----- TEXT EXCERPT

Surprisingly, I had one case where booting the local system turned out to be
tricky. When the bootloader is loaded from the network, that particular UEFI
does not register services to access the local disk. As it turns out,
Grub does
not support NVMe drives directly; it supports them only via UEFI services. I
could have switched to another disk, or to booting via USB, but neither of
those options felt appealing. I wanted to run tests on NVMe drives too, and
while USB booting works, it is a bit fragile, because one needs to be
careful
not to overwrite that boot drive (especially when testing system
installations). So, I developed a workaround: setting a `BootNext` EFI
variable
(selecting the alternative boot option for just the next startup) and
rebooting. Unfortunately, Grub itself does not have a function to set EFI
variables (it can only read them), but building Linux + minimal initrd with
relevant tools is rather easy. By the way, if I were starting Linux
anyway, I
could simply kexec the target kernel from the NVMe disk using Linux's
drivers,
but I wanted the actual startup to remain closer to the "normal" startup,
including respecting the relevant Grub configuration.

----------

DIRECTION A
Return the lines of the records from the start of the records through the line containing "Draw the outline of every instance of the utility", with both ends included. Leave out the picture.
The text and the records come from separate, unrelated sources.

----- DATA EXTRACT

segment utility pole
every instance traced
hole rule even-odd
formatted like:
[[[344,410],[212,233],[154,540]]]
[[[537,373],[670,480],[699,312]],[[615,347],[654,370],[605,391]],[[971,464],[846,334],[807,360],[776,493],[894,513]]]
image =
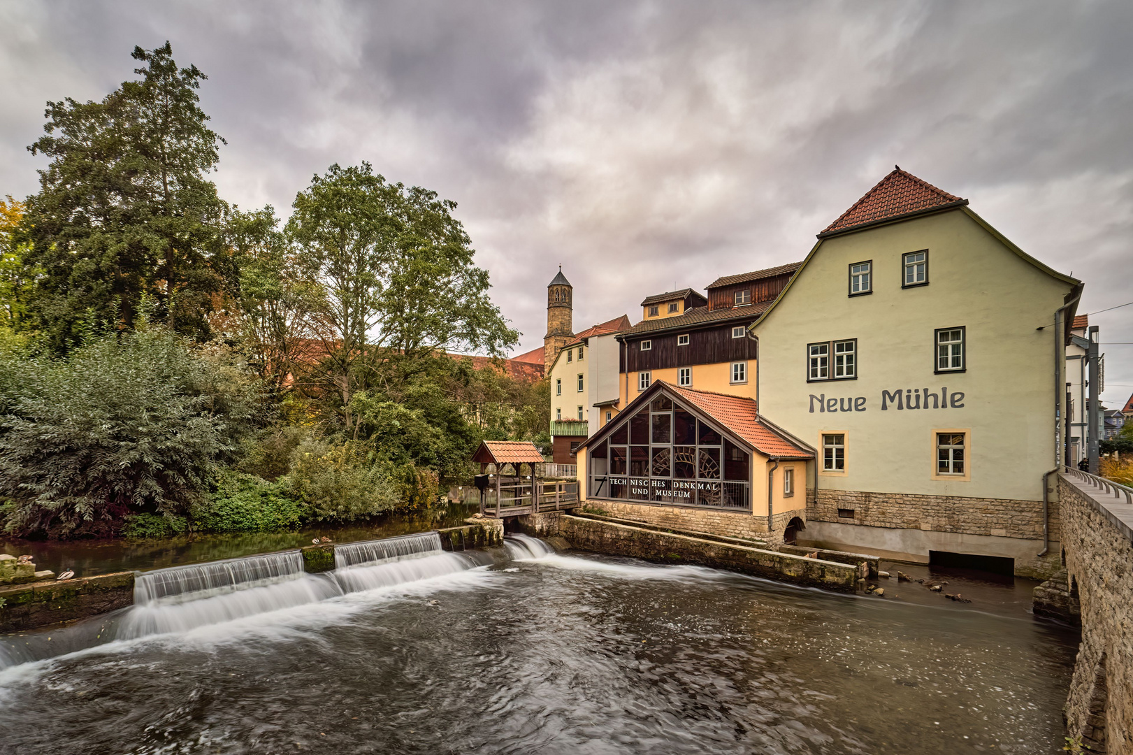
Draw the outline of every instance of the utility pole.
[[[1100,440],[1098,435],[1101,430],[1101,422],[1099,418],[1101,416],[1101,405],[1098,398],[1098,389],[1101,387],[1101,365],[1098,364],[1098,326],[1090,325],[1090,332],[1088,334],[1090,339],[1090,348],[1087,350],[1087,359],[1090,363],[1090,407],[1087,412],[1087,422],[1089,423],[1089,440],[1087,456],[1090,463],[1090,474],[1098,474],[1098,441]]]

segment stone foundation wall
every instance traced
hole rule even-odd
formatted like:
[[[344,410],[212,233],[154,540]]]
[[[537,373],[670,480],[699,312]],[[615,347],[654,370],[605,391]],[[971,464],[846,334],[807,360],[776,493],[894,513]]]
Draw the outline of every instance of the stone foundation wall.
[[[134,604],[134,572],[0,588],[0,631],[85,619]]]
[[[712,535],[724,535],[725,537],[741,537],[747,540],[766,540],[767,537],[767,518],[756,517],[750,512],[740,514],[716,509],[689,509],[679,506],[644,506],[640,503],[603,501],[598,499],[588,500],[583,506],[583,510],[593,510],[596,514],[605,511],[608,516],[617,519],[645,521],[673,529],[706,532]],[[785,527],[786,523],[784,521],[782,526]],[[782,541],[781,528],[780,542]]]
[[[560,532],[581,550],[631,555],[659,563],[695,563],[796,585],[853,592],[868,567],[820,561],[744,545],[564,515]]]
[[[1133,753],[1133,517],[1128,504],[1071,475],[1059,475],[1058,497],[1082,619],[1066,729],[1087,752]]]
[[[817,521],[928,529],[964,535],[1042,538],[1042,501],[911,493],[868,493],[844,490],[808,490],[807,518]],[[1051,498],[1055,498],[1051,495]],[[853,509],[853,518],[838,509]],[[1049,538],[1059,540],[1058,503],[1049,503]]]

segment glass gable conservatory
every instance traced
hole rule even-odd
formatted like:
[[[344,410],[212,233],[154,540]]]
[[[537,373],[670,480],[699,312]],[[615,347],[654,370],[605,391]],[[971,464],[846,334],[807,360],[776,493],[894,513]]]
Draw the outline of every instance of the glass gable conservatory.
[[[589,498],[751,509],[751,455],[667,396],[586,453]]]

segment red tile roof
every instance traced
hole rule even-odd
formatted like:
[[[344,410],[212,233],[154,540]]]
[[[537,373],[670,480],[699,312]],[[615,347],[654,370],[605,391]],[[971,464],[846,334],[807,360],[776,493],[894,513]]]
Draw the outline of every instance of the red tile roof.
[[[897,168],[818,236],[821,238],[835,231],[960,203],[966,204],[968,200],[938,189]]]
[[[664,384],[676,396],[724,425],[727,431],[751,443],[757,451],[765,456],[807,459],[815,456],[764,424],[756,412],[755,400],[750,398],[697,391],[671,383]]]
[[[472,461],[483,464],[543,464],[543,455],[531,441],[482,441]]]
[[[801,262],[792,262],[791,264],[780,265],[777,268],[767,268],[766,270],[756,270],[750,273],[740,273],[739,275],[723,275],[717,278],[713,282],[705,286],[705,288],[717,288],[719,286],[734,286],[735,283],[747,283],[752,280],[763,280],[764,278],[774,278],[775,275],[784,275],[789,272],[794,272],[802,266]]]
[[[593,336],[620,333],[623,330],[629,330],[630,328],[632,328],[632,323],[630,323],[630,319],[628,316],[622,315],[621,317],[614,317],[613,320],[607,320],[606,322],[598,323],[597,325],[591,325],[580,333],[574,333],[573,340],[563,346],[563,348],[581,343],[585,339]]]
[[[522,354],[520,354],[518,356],[513,356],[511,358],[511,360],[512,362],[528,362],[530,364],[537,364],[537,365],[539,365],[542,367],[543,366],[543,347],[540,346],[537,349],[531,349],[530,351],[523,351]]]

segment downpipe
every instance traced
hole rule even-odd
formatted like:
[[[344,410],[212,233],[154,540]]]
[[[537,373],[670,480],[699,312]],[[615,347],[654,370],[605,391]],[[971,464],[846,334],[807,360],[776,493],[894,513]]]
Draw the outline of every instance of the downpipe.
[[[772,501],[775,495],[775,470],[778,469],[778,457],[774,457],[772,460],[775,466],[767,472],[767,540],[770,540],[772,535]]]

----------

DIRECTION B
Carry the text about booting from the network and reaching an NVMe disk forward, starting right after its final sentence.

OUTPUT A
segment utility pole
every instance traced
hole rule even-odd
formatted like:
[[[344,410],[212,233],[154,540]]]
[[[537,373],[670,480],[699,312]],[[615,347],[654,370],[605,391]],[[971,464],[846,334],[807,360],[776,493],[894,513]]]
image =
Draw the outline of every instance of the utility pole.

OUTPUT B
There was one final problem to solve. When installing Qubes OS, it will set
itself as the default boot target. This means that all of the above boot
options will be overridden by the installer. To solve this issue, I passed a
kickstart file to the installer that restores the original boot order at the
very last step (`%post` script).

To summarize, I now had:

- A way to load Grub2 on each test system (either via PXE or via iPXE loaded
from a USB stick)
- A way to conveniently control which OS Grub2 will start
- A way to load a local kernel even if Grub2 does not see the disk

[![Startup
diagram](/attachment/posts/openqa-hw-boot.drawio.png)](/attachment/posts/openqa-hw-boot.drawio.png)

## Video capture

I started experimenting with HDMI-over-IP extenders. Some turned out to
use a
rather [standard video
format](https://blog.danman.eu/new-version-of-lenkeng-hdmi-over-ip-extender-lkv373a/)
for streaming. It worked fine... with one little inconvenience: handling the
network stream put a significant load on the Raspberry Pi that handled it. I
could use a different system for video processing than the RPi
responsible for
USB emulation, but that would make the whole setup even more complex.
Anyway,
that's just a minor inconvenience that requires some more cooling on the
RPi,
not a deal breaker.

About the time I got all of this working, I came across
[PiKVM](https://pikvm.org), which looked almost exactly like what I
needed. It
uses a TC358743 chip connected directly to an RPi (via camera interface)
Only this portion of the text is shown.